--- READING PASSAGE ---

The same result applies under the Fourth Amendment, which limits what government agents can and can’t do in investigating crime. There’s a long line of cases holding that our movements in public, which can be observed by anyone, are not private.

And since what occurs in public places is not private under the Fourth Amendment (or for civil tort law governing invasions of privacy), the government can install cameras to record our movements in public without obtaining a warrant. As a Delaware court noted, “all courts who have considered the Fourth Amendment in the context of cameras aimed at public streets or other areas frequented by large groups of people have determined that an expectation of privacy in these areas is unreasonable.” State v. Bailey, 2004 WL 2914320 (Delaware Superior Court 2004).

Several courts have also found that there is no Fourth Amendment violation when the government puts video cameras on telephone poles and aims them at someone’s home in order to monitor what goes on outside the home. In United States v. Jackson, 213 F.3d 1269 (10th Cir. 2000), for example, federal agents did precisely this and the Tenth Circuit Court of Appeals held that there was no Fourth Amendment issue:

[T]he video cameras installed on the telephone poles were incapable of viewing inside the houses, and were capable of observing only what any passerby would easily have been able to observe. Thus, Ms. Jackson had no reasonable expectation of privacy that was intruded upon by the video cameras. Therefore, we conclude Ms. Jackson's rights under the Fourth Amendment were not implicated, and there was no need for the police officers to obtain a search warrant before installing and utilizing the video cameras.

Some courts suggest it would violate the Fourth Amendment to use them to look inside the home, though I’d argue there is no violation even then if the camera is only looking through an unshielded window, i.e., a window with no shades or curtains to conceal what goes on inside.

I actually agree with all of these courts, as long as the observations of someone’s home or activities are limited to what a human being could observe by following them (to work, say) or by standing in a particular, public place (on the sidewalk in front of or across the street from Ms. Jackson’s home, say). If and when we start encountering technology that lets government agents and stalkers spy on us in new and really intrusive ways (by looking through the walls of our home, for example), I’d say these cases don’t apply.

But that’s not what I wanted to talk about in this post. What I want to talk about is the residual issue that bothers me in these cases: the collection and retention of data about our lives.

Simply observing what we do in public spaces is nothing new. We have been observing each other, often minutely, since humans began living in social groupings. We are used to this, we intuitively understand the contours and consequences of this type of routine observation and accommodate ourselves accordingly.

It seems to me, though, that capturing and retaining the precise details of our activities, even in public, adds a dimension that has never been present before. The installation of cameras on public streets and in other public places, coupled with the increasing use and pervasiveness of embedded technologies like RFID chips will make it possible to track and record essentially every aspect of our “public” lives. Who, you ask, will be doing this tracking and recordation – the government?

Well, in some instances (as with Ms. Jackson), it will be the government, but for the most part it will be done by private entities – businesses who want to familiarize themselves without tastes and habit so they can more successfully pitch their products to us. (Think of the mobile advertisements in the film “Minority Report,” if you’ve see it.) Much of this tracking and recordation will involve our online activities, as it already does, but that, too, is outside the scope of the Fourth Amendment and comparable civil privacy rights.

--- RECORDS FOR PROCESSING ---

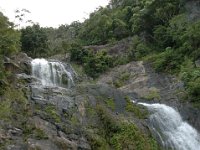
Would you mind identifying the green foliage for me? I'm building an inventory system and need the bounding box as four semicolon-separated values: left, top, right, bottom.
0;86;28;121
44;105;61;123
34;128;48;140
143;88;160;100
97;105;158;150
113;72;130;88
69;44;92;63
180;58;200;103
84;51;112;78
0;12;20;56
105;98;115;110
21;24;48;57
110;123;158;150
125;96;147;119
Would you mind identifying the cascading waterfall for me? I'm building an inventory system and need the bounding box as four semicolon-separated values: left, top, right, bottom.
138;103;200;150
31;58;74;87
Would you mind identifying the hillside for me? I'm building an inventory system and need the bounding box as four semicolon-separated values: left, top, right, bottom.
0;0;200;150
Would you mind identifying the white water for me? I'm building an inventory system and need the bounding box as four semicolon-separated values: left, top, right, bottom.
138;103;200;150
31;58;73;87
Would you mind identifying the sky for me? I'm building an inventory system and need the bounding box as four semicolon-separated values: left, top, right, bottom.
0;0;109;27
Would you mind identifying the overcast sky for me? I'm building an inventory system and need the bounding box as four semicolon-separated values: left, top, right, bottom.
0;0;109;27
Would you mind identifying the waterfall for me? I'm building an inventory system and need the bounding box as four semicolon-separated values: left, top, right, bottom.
138;103;200;150
31;58;74;87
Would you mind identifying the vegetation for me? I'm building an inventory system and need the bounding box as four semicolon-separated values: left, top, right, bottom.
106;98;115;111
125;96;148;119
93;105;158;150
143;88;160;100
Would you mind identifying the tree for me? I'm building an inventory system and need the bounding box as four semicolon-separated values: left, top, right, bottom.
0;12;20;56
21;24;48;57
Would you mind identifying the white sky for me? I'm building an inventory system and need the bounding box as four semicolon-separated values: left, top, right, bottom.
0;0;109;27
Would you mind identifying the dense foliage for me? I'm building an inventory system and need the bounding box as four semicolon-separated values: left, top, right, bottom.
0;12;20;92
21;24;48;57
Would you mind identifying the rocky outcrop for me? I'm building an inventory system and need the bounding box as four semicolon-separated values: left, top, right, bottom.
98;61;200;131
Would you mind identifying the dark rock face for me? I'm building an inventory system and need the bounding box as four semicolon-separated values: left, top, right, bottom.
98;62;200;131
0;54;200;150
11;53;32;75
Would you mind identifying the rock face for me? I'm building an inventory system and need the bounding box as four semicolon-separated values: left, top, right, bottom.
98;61;200;131
0;54;200;150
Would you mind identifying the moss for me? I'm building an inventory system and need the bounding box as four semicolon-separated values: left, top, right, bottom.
44;105;61;123
125;96;148;119
110;123;158;150
86;106;96;116
113;72;131;88
0;87;28;122
70;115;79;125
93;105;159;150
106;98;115;110
34;128;48;140
143;88;160;100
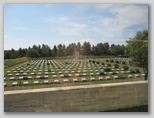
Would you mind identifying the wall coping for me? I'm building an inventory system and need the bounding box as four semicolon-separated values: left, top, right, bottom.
4;81;148;95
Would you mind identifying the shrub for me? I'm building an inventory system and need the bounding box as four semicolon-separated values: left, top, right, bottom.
122;61;126;64
104;68;111;72
110;59;114;63
123;66;129;70
107;64;111;66
116;61;119;63
129;69;135;73
100;71;105;75
92;60;95;63
102;62;105;65
135;69;140;73
114;64;119;68
96;61;99;64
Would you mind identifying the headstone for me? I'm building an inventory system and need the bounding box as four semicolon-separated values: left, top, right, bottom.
98;77;103;81
54;79;59;83
90;77;95;81
23;81;29;85
73;78;78;82
81;78;86;82
34;81;39;84
44;80;49;84
10;77;15;80
63;79;69;82
106;76;111;80
12;82;18;86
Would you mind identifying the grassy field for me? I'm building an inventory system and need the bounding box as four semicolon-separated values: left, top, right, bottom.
4;58;144;91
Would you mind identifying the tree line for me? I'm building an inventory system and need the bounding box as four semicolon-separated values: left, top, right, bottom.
4;41;126;59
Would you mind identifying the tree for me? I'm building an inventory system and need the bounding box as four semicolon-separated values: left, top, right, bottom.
27;48;39;58
83;41;91;56
52;45;57;57
103;42;110;55
127;30;148;80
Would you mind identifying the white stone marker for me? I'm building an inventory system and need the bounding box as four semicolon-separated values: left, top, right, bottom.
34;81;39;84
113;76;118;79
10;77;15;80
106;76;111;80
12;82;18;86
44;80;49;84
98;77;103;81
81;78;86;82
63;79;69;82
23;81;29;85
54;79;59;83
90;77;95;81
52;75;57;78
73;78;78;82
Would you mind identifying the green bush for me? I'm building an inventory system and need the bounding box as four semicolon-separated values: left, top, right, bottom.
123;66;129;70
99;71;105;75
135;69;140;73
104;68;111;72
107;64;111;66
96;61;99;64
110;59;114;63
114;64;119;68
122;61;126;64
129;69;135;73
101;62;105;65
116;61;119;63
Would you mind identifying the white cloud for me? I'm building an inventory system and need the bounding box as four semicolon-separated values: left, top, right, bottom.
102;5;148;30
64;38;94;46
41;16;87;36
14;27;27;31
4;34;8;39
40;16;69;23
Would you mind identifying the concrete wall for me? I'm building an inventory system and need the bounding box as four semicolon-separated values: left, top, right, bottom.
4;81;148;112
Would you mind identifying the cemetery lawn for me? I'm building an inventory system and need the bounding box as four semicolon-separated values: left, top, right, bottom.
4;58;144;91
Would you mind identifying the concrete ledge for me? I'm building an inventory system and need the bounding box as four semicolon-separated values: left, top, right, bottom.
4;81;148;95
4;81;148;112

---

### AIM 1
Answer these questions about the passage on public surveillance and the Fourth Amendment.
(a) Which court decided State v. Bailey, and in what year?
(b) In United States v. Jackson, where did federal agents install the video cameras?
(c) Besides cameras, what embedded technology does the passage name as making it possible to track our public lives?
### AIM 2
Transcribe the entries from the start of the records up to and including the line with "125;96;147;119". Leave the pictures out of your answer.

### FULL SOLUTION 1
(a) The Delaware Superior Court, in 2004.
(b) On telephone poles.
(c) RFID chips.

### FULL SOLUTION 2
Would you mind identifying the green foliage for me? I'm building an inventory system and need the bounding box as four semicolon-separated values: left, top, right, bottom.
0;86;28;121
44;105;61;123
34;128;48;140
143;88;160;100
97;105;158;150
113;72;130;88
69;44;92;63
180;58;200;103
84;51;112;78
0;12;20;56
105;98;115;110
21;24;48;57
110;123;158;150
125;96;147;119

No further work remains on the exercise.